WHAT YOU WILL DO:
a - Rewrite the paragraph of the stem bromelain abstract that begins "Sodium dodecyl sulfate, a biological membrane mimetic" as a short bulleted list that keeps its main facts.
b - Answer these questions from the stem bromelain abstract, one per line:
(i) About how many times more potent is bis-ANS than ANS as an inhibitor of SB fibrillation?
(ii) At what pH does SB exist as a partially folded intermediate?
(iii) Which additives weakened the inhibitory action of ANS and bis-ANS?

+++ SUPPLIED PASSAGE

Abstract
•Sub-micellar SDS concentration rapidly induces fibrillization of SB at pH 2.0.•Bis-ANS is about 3-fold more potent inhibitor of SB fibrillation than ANS.•H-bonding and π–π interactions are evident in binding of ANS and bis-ANS to SB.•Ionic interactions play negligible role in binding of naphthalene derivatives to SB.•Inhibition may be due to disrupted π–π interactions and inter-polypeptide repulsion.
Sodium dodecyl sulfate, a biological membrane mimetic, can be used to study the conversion of globular proteins into amyloid fibrils in vitro. Using multiple approaches, the effect of SDS was examined on stem bromelain (SB), a widely recognized therapeutic protein. SB is known to exist as a partially folded intermediate at pH 2.0, situation also encountered in the gastrointestinal tract (its site of absorption). In the presence of sub-micellar SDS concentration (500–1000μM), this intermediate was found to exhibit great propensity to form large-sized β-sheeted aggregates with fibrillar morphology, the hall marks of amyloid structure. We also observed inhibition of fibrillation by two naphthalene-based compounds, ANS and bis-ANS. While bis-ANS significantly inhibited fibril formation at 50μM, ANS did so at relatively higher concentration (400μM). Alcohols, but not salts, were found to weaken the inhibitory action of these compounds suggesting the possible involvement of hydrophobic interactions in their binding to protein. Besides, isothermal titration calorimetry and molecular docking studies suggested that inhibition of fibrillation by these naphthalene derivatives is mediated not just through hydrophobic forces, but also by disruption of π–π interactions between the aromatic residues together with the inter-polypeptide chain repulsion among negatively charged ANS/bis-ANS bound SB.

++++++
+++ RECORD SET

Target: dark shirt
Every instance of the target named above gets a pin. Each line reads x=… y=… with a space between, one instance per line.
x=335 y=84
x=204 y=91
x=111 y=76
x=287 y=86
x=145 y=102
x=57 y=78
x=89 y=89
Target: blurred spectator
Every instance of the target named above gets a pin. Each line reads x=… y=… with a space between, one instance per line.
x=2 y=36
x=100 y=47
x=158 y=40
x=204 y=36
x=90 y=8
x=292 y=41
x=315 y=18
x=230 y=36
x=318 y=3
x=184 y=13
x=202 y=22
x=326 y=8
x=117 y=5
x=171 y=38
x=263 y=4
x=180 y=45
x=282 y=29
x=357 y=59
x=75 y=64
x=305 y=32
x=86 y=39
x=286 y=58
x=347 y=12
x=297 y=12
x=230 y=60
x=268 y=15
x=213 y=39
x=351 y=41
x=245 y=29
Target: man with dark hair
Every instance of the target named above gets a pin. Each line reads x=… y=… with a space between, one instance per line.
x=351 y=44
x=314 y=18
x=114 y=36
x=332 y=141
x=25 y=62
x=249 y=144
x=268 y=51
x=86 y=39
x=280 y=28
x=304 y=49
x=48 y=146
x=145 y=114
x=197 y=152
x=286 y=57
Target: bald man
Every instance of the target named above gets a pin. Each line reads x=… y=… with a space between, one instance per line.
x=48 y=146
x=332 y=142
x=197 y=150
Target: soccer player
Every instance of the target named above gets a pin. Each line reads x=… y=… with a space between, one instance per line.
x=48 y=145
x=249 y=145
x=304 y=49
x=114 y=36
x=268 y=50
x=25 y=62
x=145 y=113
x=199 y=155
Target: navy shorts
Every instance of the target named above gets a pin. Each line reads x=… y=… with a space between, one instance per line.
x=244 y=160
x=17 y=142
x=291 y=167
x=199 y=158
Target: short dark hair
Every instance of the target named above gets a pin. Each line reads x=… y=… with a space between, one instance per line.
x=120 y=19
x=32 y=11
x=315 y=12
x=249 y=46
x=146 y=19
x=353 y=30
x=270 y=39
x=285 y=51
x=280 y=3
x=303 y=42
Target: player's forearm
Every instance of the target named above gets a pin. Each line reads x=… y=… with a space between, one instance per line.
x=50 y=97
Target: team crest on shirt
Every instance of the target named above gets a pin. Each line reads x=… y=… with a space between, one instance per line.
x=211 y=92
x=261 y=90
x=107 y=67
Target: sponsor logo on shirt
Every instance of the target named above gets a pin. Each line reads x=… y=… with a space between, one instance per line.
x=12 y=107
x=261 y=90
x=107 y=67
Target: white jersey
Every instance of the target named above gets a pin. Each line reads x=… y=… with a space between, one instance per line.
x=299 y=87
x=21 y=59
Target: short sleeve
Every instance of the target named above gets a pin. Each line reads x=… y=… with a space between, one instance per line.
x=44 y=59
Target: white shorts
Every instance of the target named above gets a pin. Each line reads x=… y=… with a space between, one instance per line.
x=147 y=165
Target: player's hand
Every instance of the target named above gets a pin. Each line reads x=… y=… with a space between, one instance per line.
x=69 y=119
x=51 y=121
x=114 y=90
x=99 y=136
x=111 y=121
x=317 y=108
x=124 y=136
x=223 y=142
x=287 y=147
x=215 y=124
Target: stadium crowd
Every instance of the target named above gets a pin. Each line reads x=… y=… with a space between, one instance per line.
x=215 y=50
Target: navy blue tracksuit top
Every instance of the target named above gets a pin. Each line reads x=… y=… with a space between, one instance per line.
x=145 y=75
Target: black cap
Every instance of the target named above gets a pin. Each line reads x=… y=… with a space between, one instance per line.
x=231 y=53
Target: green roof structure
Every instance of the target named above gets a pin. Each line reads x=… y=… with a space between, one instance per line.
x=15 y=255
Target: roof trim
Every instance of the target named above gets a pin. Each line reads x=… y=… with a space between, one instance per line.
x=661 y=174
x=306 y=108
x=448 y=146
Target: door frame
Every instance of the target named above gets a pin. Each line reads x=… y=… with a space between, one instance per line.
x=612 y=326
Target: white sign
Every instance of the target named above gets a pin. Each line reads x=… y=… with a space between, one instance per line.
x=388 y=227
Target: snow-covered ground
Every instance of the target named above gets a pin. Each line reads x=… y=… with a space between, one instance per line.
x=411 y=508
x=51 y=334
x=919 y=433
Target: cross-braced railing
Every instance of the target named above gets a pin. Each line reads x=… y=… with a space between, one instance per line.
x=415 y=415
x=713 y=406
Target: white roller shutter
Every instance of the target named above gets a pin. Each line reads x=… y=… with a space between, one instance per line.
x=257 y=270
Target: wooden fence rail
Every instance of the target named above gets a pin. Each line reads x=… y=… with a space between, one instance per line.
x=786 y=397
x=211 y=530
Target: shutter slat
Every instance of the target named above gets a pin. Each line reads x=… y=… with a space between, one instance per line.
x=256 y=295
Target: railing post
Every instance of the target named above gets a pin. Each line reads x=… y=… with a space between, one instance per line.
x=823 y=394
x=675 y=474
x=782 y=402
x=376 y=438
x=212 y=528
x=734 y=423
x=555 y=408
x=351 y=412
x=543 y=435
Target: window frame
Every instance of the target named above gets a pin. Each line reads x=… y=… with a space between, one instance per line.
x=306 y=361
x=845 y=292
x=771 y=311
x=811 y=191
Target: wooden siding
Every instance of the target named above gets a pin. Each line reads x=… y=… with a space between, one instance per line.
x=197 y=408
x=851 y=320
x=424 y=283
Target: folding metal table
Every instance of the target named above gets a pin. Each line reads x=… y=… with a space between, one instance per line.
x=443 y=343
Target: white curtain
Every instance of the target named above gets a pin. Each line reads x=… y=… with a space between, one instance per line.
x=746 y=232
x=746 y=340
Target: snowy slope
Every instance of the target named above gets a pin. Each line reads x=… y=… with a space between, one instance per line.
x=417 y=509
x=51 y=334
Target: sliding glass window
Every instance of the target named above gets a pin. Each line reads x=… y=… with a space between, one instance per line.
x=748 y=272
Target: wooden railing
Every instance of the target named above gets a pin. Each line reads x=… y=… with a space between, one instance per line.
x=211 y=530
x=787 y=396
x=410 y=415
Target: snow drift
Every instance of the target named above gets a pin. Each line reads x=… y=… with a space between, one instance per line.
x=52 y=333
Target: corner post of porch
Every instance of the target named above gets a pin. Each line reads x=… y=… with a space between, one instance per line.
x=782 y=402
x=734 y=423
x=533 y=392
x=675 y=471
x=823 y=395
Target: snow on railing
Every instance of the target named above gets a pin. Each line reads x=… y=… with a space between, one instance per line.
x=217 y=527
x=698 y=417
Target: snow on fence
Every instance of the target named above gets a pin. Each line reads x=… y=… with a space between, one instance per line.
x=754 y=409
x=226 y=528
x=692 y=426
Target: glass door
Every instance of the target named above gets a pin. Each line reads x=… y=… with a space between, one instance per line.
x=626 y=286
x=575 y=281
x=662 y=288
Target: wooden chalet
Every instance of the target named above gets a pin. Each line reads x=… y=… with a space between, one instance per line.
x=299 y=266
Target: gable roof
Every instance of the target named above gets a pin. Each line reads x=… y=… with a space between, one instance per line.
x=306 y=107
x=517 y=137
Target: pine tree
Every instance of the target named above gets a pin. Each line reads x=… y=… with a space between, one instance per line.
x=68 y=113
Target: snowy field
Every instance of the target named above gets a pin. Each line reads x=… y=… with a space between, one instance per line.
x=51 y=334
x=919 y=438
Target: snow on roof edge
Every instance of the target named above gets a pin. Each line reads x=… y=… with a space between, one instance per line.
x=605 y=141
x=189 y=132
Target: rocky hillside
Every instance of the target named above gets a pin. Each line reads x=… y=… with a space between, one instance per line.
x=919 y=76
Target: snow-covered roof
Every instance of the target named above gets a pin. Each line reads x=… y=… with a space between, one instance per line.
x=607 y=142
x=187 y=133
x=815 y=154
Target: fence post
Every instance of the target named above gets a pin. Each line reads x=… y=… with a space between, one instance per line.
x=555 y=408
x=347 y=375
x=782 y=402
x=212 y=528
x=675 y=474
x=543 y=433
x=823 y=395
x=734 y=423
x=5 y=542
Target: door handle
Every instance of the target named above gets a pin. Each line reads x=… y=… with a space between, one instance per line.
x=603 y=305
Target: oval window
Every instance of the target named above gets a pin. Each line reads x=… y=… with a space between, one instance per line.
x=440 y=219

++++++

ANSWERS BELOW:
a -
- Sodium dodecyl sulfate (SDS), a biological membrane mimetic, can be used to study how globular proteins turn into amyloid fibrils in vitro.
- The effect of SDS was examined on stem bromelain (SB), a widely recognized therapeutic protein.
- At pH 2.0, a condition also found in the gastrointestinal tract where SB is absorbed, SB exists as a partially folded intermediate.
- At sub-micellar SDS concentrations (500–1000 μM), this intermediate readily formed large β-sheeted aggregates with fibrillar morphology, the hallmarks of amyloid structure.
- Two naphthalene-based compounds inhibited fibrillation: bis-ANS did so significantly at 50 μM, and ANS at 400 μM.
- Alcohols, but not salts, weakened their inhibitory action, suggesting that hydrophobic interactions are involved in their binding to the protein.
- Isothermal titration calorimetry and molecular docking suggested that inhibition also involves disruption of π–π interactions between aromatic residues and repulsion between negatively charged ANS/bis-ANS-bound SB chains.

b -
(i) About 3-fold.
(ii) pH 2.0.
(iii) Alcohols.